Text excerpt:

┌────────

MVC co-champion
- Conference: Missouri Valley Conference
- Record: 7–2–1 (3–1 MVC)
- Head coach: Pete Tillman (1st season);
- Home stadium: Veterans Field

= 1955 Wichita Shockers football team =

American college football season

The 1955 Wichita Shockers football team was an American football team that represented the University of Wichita (now known as Wichita State University) as a member of the Missouri Valley Conference during the 1955 college football season. In its first season under head coach Pete Tillman, the team compiled a 9–1 record (4–0 against MVC opponents), tied for the MVC championship, and outscored opponents by a total of 252 to 132. The team played its home games at Veterans Field, now known as Cessna Stadium.

└────────

Exercise:
Can you retype the 1955 Wichita Shockers passage word for word from "- Head coach: Pete" to "as Cessna Stadium."? The records have no connection to the 1955 Wichita Shockers passage.

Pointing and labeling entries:
┌────────

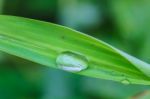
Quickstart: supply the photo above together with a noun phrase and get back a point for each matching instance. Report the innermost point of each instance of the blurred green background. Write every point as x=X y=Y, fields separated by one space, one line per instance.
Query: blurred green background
x=124 y=24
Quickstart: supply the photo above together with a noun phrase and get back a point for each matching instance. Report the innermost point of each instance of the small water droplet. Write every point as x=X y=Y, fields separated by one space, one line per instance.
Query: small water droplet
x=125 y=82
x=71 y=61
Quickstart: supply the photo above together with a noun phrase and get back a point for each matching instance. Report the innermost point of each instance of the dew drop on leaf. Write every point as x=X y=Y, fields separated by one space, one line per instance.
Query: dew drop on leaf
x=72 y=62
x=125 y=82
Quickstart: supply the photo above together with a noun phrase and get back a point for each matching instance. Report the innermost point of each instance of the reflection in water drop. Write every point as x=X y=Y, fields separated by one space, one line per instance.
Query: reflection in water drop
x=71 y=61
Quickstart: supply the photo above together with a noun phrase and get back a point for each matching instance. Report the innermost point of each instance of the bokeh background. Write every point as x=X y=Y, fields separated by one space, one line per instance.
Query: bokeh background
x=124 y=24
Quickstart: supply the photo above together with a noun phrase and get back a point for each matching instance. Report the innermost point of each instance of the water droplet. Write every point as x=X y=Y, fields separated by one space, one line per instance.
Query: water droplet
x=71 y=61
x=125 y=82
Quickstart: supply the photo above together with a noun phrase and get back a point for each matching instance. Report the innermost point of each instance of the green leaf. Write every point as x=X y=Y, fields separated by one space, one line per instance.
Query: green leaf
x=42 y=42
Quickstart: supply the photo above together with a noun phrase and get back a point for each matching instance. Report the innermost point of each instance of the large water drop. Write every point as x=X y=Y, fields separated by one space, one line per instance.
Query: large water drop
x=72 y=62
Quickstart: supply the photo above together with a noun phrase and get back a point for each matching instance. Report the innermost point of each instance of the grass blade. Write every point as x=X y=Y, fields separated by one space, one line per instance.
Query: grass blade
x=42 y=42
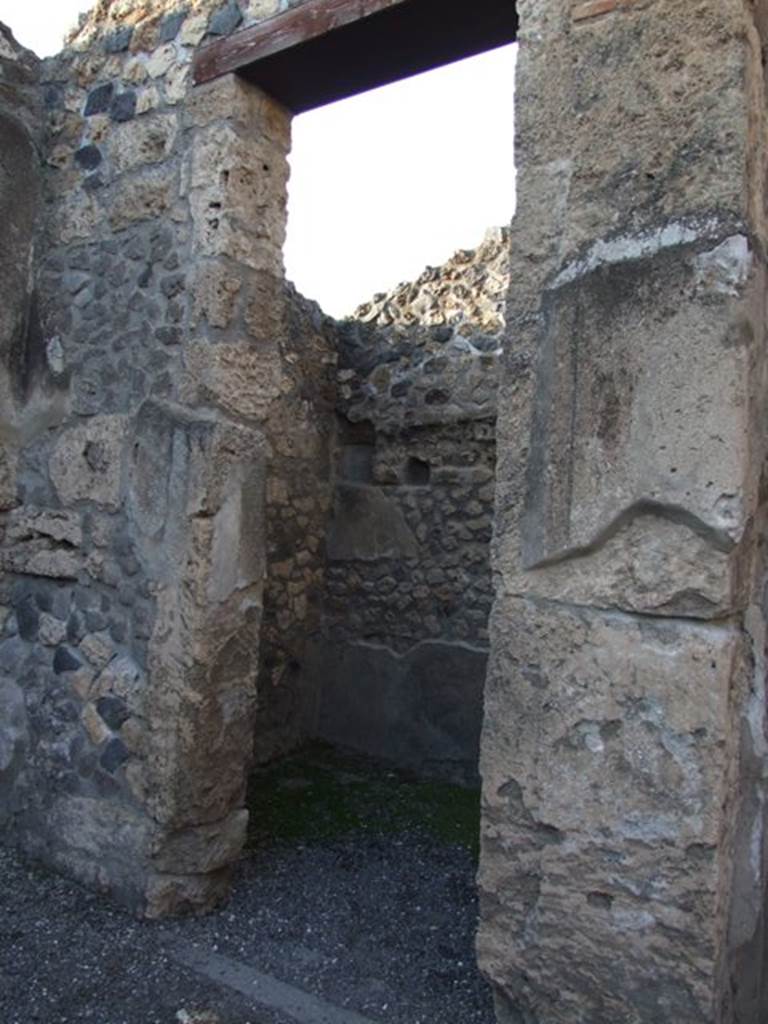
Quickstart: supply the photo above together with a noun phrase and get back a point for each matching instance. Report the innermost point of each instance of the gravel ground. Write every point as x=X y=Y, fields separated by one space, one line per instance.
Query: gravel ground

└────────

Complete answer:
- Head coach: Pete Tillman (1st season);
- Home stadium: Veterans Field

= 1955 Wichita Shockers football team =

American college football season

The 1955 Wichita Shockers football team was an American football team that represented the University of Wichita (now known as Wichita State University) as a member of the Missouri Valley Conference during the 1955 college football season. In its first season under head coach Pete Tillman, the team compiled a 9–1 record (4–0 against MVC opponents), tied for the MVC championship, and outscored opponents by a total of 252 to 132. The team played its home games at Veterans Field, now known as Cessna Stadium.